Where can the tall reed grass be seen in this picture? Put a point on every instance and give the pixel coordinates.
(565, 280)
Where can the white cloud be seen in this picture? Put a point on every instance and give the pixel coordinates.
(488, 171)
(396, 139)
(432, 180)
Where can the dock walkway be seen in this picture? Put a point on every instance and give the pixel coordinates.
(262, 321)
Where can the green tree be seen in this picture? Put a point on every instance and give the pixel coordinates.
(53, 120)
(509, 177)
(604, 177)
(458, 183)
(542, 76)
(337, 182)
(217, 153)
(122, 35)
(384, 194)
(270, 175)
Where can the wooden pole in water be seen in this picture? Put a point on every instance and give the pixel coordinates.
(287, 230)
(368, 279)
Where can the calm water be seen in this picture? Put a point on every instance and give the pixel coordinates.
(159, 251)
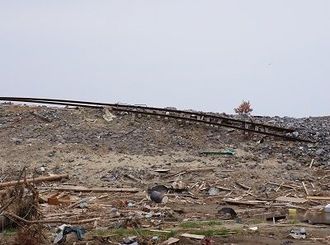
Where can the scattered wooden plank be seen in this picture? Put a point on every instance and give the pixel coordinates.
(244, 202)
(94, 189)
(162, 170)
(171, 240)
(42, 117)
(193, 236)
(305, 188)
(50, 221)
(245, 187)
(318, 198)
(36, 180)
(283, 185)
(290, 199)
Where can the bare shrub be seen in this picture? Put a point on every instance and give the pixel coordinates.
(244, 108)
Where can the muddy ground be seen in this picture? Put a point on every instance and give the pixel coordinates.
(254, 179)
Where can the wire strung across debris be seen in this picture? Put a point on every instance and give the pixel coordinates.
(197, 117)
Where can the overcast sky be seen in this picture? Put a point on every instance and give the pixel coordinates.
(205, 55)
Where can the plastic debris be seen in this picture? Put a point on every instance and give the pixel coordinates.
(227, 213)
(298, 233)
(65, 229)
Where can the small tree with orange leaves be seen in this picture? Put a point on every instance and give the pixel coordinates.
(244, 108)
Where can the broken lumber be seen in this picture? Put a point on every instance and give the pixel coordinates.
(193, 236)
(50, 221)
(318, 198)
(35, 180)
(290, 199)
(94, 189)
(244, 202)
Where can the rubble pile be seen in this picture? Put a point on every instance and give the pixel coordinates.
(124, 179)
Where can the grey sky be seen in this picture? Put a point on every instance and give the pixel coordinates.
(206, 55)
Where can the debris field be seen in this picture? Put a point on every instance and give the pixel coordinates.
(72, 175)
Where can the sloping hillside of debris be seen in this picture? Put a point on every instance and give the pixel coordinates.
(118, 178)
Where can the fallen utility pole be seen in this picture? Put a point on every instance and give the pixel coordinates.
(191, 116)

▶ [What is needed] Give the listing again exactly, minus its images.

▶ [Result of the exercise]
Where can the tall reed grass be seen in this picture? Put a point on every instance and give the pixel coordinates.
(565, 280)
Where can the white cloud be seen in this picture? Put a point on every instance and give the pixel coordinates.
(488, 171)
(396, 139)
(432, 180)
Where can the dock walkway be seen in this picture? Put a point on every instance and give the pixel coordinates.
(262, 321)
Where can the green tree be seen in this picture? Put a point on every instance and give the pixel coordinates.
(53, 120)
(509, 177)
(604, 177)
(458, 183)
(542, 76)
(337, 182)
(217, 153)
(122, 35)
(384, 194)
(270, 175)
Where can the wooden pole in water be seen in this picture? Put a point on every instance and give the pixel coordinates.
(287, 230)
(368, 279)
Where can the calm water be seen in this picture? Put a point on every instance and give the pixel coordinates.
(159, 251)
Where can the scattered wooden plank be seen in this picture? Put a point on every instance and give the pixel coordinates.
(244, 202)
(94, 189)
(162, 170)
(171, 240)
(42, 117)
(193, 236)
(305, 188)
(50, 221)
(245, 187)
(318, 198)
(36, 180)
(283, 185)
(290, 199)
Where can the bare shrub be seen in this picture? Put a point on every instance and give the pixel coordinates.
(244, 108)
Where can the muddy ground be seen in this picture? Put a point on every instance and give the pixel coordinates.
(254, 179)
Where can the wire strung across debris be seen in this picture? Put a point on every instance and give the pixel coordinates.
(197, 117)
Where can the overcast sky be seen in this picture? Put a point on every instance and give the pixel coordinates.
(205, 55)
Where can the plastic debris be seen in this picture? Put a point on every instance and give the pixel coordinates.
(227, 213)
(298, 233)
(65, 229)
Where can the small tree with orange leaves be seen in this picture? Put a point on every instance and give the pixel coordinates.
(244, 108)
Where can the broken lumber be seen in this picture? Put a point on every instance and give the pixel coordinates.
(193, 236)
(50, 221)
(318, 198)
(35, 180)
(290, 199)
(94, 189)
(244, 202)
Where can the rubble pile be seen in this picture? Put a point on every instance and give the pixel coordinates.
(124, 179)
Where can the grey sky be seen in this picture? Put a point on every instance and give the pixel coordinates.
(206, 55)
Where can the debris field be seen in this picture? Put a point on every instance and give the pixel coordinates.
(72, 175)
Where can the sloping hillside of debris be seen in this picture? Put a point on every instance and give the pixel coordinates.
(118, 178)
Where can the fallen utility pole be seen in this picture? Put a point on every instance and give the pixel coordinates.
(191, 116)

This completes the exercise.